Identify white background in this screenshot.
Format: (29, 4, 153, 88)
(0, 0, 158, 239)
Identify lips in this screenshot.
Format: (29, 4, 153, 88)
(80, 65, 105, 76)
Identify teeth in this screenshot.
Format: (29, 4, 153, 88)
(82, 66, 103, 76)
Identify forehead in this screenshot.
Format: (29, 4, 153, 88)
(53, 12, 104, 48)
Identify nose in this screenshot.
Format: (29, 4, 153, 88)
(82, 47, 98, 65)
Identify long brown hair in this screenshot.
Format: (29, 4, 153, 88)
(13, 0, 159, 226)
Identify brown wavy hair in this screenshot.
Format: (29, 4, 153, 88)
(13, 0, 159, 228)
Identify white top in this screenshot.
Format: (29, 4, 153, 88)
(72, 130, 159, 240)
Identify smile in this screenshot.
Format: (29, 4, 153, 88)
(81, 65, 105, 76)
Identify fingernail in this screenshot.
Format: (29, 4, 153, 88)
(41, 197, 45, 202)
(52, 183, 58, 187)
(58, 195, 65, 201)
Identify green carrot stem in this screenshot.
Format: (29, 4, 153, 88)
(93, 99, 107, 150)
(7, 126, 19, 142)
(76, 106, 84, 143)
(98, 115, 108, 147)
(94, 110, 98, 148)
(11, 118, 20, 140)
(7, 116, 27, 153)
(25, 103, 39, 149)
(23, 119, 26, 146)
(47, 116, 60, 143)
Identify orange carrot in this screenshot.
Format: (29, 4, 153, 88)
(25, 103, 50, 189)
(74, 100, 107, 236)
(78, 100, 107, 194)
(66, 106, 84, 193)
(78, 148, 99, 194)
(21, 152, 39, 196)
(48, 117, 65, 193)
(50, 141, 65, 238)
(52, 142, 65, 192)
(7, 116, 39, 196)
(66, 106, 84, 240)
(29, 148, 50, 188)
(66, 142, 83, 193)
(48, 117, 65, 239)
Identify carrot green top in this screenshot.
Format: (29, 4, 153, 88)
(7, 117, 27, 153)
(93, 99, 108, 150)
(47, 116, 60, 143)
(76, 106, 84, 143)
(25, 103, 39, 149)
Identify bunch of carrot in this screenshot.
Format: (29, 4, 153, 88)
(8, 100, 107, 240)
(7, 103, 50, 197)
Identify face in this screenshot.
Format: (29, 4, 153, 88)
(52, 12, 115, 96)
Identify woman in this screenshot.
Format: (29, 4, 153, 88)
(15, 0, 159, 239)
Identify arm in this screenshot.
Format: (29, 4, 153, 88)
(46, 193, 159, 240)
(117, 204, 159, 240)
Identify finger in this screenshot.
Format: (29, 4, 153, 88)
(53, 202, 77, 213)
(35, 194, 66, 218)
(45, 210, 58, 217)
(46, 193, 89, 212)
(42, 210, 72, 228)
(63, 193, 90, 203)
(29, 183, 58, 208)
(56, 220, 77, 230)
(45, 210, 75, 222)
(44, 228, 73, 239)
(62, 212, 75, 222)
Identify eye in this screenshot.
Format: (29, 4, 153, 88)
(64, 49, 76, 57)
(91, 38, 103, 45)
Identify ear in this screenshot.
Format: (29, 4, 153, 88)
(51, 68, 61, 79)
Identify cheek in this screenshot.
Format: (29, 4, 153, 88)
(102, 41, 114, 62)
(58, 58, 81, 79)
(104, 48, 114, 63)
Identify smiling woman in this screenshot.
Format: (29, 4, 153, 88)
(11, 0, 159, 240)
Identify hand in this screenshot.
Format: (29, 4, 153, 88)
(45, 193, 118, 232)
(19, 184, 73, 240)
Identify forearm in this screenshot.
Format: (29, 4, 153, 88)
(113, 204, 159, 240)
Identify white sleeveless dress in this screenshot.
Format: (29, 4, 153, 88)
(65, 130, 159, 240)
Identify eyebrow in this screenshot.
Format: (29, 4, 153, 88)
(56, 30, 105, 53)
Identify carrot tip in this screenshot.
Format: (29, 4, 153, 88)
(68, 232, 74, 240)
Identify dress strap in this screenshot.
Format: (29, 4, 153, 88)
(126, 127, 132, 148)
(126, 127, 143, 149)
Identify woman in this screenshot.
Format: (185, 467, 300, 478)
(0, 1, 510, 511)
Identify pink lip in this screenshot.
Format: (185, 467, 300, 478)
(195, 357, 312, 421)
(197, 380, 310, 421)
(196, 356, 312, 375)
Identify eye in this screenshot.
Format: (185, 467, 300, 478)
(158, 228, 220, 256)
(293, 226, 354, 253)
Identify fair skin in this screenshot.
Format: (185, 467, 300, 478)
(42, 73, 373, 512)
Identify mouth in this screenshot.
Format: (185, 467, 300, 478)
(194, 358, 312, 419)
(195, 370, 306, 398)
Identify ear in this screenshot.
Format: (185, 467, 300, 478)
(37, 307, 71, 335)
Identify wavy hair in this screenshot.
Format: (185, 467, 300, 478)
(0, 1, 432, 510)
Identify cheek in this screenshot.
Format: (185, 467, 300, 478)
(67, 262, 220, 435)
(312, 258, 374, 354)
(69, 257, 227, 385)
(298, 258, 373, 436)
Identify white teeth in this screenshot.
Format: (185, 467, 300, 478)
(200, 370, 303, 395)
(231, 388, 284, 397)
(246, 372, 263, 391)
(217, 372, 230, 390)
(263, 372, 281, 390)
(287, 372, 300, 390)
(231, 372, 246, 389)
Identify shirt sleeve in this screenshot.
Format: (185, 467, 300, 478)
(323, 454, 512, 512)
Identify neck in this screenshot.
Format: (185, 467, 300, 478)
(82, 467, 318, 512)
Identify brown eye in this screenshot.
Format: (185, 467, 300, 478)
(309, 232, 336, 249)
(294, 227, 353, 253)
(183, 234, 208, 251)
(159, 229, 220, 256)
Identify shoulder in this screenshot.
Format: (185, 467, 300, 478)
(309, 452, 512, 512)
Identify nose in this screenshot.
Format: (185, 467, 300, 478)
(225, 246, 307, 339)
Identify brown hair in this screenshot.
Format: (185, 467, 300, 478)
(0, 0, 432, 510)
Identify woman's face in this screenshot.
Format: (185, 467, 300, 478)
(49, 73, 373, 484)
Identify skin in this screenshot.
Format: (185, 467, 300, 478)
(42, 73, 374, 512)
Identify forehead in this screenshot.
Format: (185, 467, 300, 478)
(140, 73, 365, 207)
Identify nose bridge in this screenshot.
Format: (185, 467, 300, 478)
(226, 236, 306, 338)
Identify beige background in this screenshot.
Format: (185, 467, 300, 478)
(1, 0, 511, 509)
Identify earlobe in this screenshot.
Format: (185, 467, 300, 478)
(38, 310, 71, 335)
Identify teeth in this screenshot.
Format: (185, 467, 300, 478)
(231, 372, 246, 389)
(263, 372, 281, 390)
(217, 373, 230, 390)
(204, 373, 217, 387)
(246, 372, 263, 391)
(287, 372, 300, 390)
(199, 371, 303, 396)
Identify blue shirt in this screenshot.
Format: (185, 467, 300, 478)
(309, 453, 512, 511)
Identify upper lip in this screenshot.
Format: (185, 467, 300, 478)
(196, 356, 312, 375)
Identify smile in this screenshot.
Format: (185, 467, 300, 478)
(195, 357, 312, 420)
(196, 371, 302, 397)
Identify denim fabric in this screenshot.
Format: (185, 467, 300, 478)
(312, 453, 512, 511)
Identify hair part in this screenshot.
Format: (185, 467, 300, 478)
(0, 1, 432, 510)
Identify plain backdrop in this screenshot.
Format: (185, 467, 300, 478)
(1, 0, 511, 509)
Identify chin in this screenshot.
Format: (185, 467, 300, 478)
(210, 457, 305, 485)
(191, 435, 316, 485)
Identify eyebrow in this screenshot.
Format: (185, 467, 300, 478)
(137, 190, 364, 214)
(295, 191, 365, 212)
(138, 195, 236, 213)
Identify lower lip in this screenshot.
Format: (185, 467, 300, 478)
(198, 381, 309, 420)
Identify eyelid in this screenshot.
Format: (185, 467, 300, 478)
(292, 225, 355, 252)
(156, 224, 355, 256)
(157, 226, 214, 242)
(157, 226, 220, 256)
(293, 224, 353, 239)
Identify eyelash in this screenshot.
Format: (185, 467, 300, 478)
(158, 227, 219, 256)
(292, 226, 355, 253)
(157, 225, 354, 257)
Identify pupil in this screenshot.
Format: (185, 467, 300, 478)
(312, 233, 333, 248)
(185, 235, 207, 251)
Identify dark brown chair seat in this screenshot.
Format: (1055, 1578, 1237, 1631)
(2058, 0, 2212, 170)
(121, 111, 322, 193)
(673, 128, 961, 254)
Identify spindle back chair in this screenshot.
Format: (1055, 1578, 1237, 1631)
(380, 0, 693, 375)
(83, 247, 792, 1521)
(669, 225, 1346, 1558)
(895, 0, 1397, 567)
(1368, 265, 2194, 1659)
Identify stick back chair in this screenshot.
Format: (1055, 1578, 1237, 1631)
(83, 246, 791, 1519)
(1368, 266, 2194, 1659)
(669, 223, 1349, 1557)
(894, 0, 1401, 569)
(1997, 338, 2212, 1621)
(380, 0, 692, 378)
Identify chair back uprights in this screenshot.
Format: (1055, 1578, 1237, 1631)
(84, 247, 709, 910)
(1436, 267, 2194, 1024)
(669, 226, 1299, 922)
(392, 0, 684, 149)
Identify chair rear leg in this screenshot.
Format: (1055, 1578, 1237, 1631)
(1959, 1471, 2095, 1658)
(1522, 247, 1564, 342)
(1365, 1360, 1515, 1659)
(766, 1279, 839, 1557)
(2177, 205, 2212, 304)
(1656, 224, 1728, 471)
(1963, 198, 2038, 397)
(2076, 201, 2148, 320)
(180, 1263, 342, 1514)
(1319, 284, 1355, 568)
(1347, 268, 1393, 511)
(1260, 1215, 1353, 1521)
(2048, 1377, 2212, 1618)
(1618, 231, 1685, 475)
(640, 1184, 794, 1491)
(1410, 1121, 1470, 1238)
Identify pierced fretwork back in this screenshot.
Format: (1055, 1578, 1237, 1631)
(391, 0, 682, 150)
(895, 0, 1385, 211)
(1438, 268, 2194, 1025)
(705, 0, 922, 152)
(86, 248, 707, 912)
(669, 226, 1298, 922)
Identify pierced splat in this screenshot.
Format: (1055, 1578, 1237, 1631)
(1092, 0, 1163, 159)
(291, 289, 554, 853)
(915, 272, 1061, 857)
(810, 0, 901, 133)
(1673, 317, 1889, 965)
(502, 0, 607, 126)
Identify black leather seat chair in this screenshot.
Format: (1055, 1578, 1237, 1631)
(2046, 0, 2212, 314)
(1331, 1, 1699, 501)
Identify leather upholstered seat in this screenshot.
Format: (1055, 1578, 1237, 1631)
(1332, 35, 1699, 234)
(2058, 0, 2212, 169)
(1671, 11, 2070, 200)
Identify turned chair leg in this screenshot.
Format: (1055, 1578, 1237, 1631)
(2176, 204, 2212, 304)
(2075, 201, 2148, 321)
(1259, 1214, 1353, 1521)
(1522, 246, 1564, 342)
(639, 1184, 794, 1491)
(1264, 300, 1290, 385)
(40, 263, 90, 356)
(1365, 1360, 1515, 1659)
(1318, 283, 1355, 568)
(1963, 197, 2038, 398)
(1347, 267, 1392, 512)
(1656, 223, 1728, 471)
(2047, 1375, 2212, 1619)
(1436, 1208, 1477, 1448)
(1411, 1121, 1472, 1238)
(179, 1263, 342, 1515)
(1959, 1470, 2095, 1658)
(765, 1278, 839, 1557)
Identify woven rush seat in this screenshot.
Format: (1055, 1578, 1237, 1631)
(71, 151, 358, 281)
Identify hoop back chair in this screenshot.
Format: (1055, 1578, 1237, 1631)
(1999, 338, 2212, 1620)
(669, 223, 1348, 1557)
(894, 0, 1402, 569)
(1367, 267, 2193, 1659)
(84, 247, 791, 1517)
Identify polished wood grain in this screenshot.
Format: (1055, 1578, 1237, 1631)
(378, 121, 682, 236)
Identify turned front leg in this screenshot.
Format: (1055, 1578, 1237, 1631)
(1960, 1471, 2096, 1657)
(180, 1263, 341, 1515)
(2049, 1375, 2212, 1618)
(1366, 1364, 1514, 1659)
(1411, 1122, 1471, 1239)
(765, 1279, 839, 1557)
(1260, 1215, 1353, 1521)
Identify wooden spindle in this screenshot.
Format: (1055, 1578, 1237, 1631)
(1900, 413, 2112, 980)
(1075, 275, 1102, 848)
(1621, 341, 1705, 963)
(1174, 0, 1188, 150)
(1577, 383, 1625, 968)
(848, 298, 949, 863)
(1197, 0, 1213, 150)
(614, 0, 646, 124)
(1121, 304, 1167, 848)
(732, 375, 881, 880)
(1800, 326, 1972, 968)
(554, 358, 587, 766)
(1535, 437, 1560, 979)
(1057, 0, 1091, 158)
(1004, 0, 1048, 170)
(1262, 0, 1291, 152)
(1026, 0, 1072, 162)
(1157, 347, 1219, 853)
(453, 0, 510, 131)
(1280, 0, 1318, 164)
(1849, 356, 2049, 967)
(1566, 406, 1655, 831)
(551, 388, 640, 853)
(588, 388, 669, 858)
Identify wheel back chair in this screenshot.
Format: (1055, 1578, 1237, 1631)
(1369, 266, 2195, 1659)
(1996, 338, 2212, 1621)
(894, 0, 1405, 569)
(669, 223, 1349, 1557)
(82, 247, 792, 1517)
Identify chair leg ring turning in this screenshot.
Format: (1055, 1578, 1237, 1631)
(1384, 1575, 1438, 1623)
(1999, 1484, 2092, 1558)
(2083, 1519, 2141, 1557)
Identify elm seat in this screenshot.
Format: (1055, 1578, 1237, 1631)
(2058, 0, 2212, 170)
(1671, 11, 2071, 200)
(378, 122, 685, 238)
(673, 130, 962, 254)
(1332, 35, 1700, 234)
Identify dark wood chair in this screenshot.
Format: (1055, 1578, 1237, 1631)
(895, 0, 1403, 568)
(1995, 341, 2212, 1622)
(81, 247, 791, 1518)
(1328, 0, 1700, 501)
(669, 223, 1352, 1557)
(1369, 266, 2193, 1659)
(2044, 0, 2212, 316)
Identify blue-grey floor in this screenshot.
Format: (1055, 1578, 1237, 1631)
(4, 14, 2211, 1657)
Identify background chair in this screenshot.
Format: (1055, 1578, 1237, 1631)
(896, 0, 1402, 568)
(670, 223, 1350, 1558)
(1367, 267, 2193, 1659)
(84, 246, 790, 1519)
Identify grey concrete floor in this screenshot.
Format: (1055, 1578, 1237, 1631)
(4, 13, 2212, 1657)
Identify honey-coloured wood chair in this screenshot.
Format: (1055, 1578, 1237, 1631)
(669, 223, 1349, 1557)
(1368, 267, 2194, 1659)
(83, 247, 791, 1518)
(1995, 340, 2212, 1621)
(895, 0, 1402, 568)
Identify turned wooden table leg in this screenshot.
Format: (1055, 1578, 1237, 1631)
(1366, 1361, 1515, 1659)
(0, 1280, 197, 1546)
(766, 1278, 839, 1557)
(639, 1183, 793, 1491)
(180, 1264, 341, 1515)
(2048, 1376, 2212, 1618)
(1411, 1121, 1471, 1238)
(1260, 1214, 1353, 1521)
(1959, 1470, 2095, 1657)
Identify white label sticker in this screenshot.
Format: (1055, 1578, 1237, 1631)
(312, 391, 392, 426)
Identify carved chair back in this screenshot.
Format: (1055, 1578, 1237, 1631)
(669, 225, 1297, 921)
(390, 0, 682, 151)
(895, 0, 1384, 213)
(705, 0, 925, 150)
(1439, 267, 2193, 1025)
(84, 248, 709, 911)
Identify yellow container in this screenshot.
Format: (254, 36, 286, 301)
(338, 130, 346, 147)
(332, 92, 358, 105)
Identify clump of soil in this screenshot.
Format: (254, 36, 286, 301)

-*-*-

## Task directions
Read the listing line by line, and copy each line in which the word "shirt" is found.

## Expected output
Identify shirt sleeve in this screenshot.
Identify blue shirt in this screenshot.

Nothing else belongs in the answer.